Below is a listing; retype exactly the lines between the one containing "Return one point per instance of the black" and the one containing "Target: black and white photograph", inclusive, minus the pictures.

Material provided Start Marker

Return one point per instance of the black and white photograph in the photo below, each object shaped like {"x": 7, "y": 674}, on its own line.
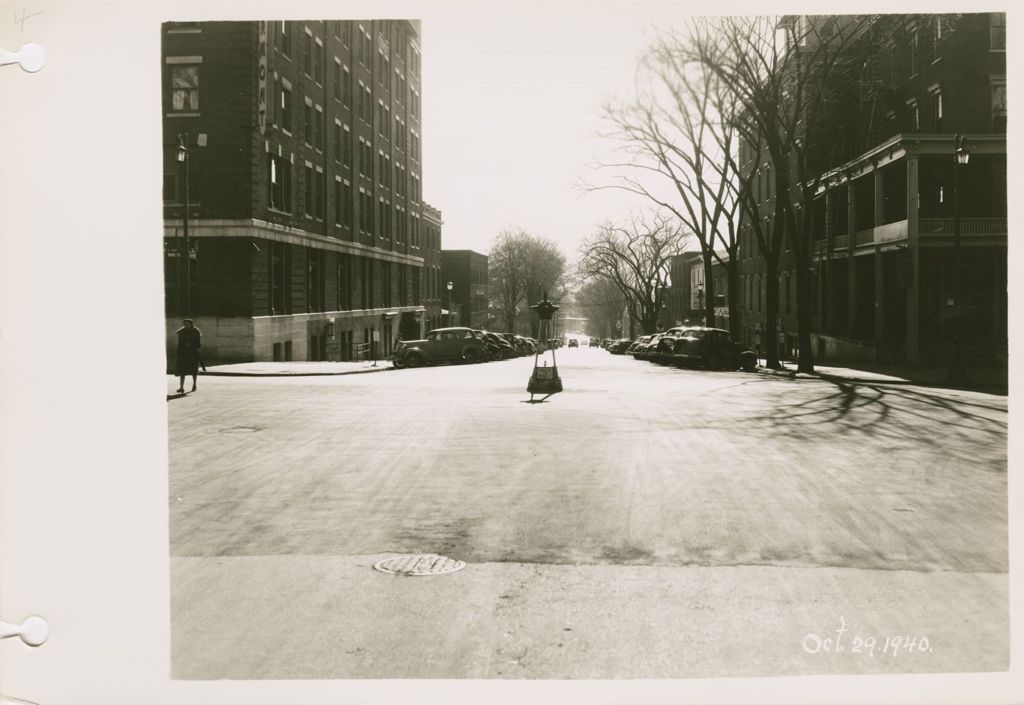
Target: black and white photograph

Material provided End Marker
Material provided Start Marker

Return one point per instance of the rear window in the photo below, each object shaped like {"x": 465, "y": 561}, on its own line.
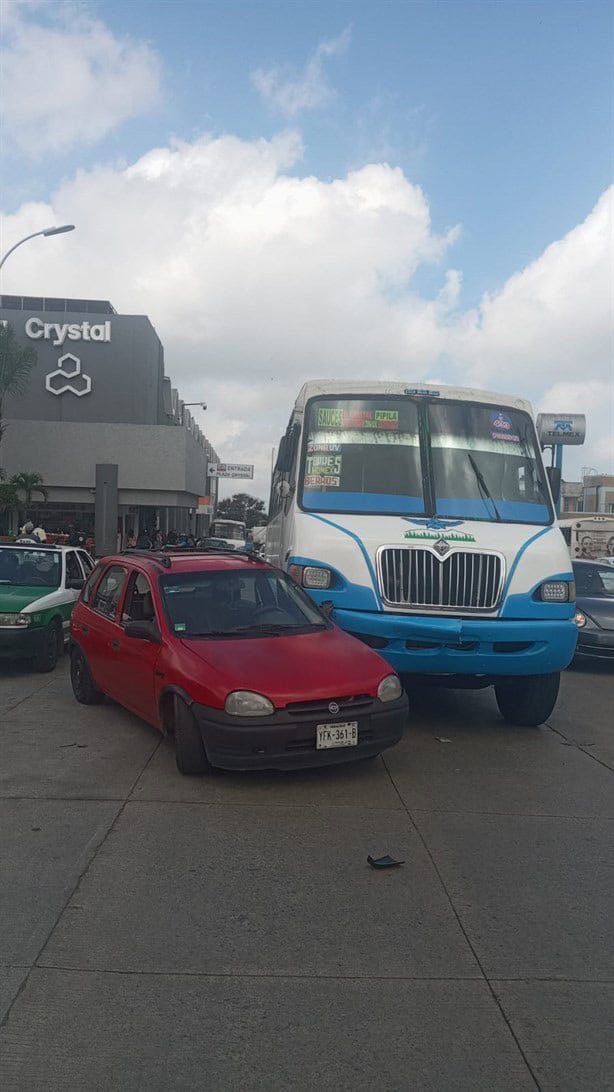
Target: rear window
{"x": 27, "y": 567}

Material provided End Marker

_Answer to the problem_:
Return one point per instance of the black and white photograph in the photo below, each object shaped like {"x": 7, "y": 674}, on its own line.
Target: black and white photograph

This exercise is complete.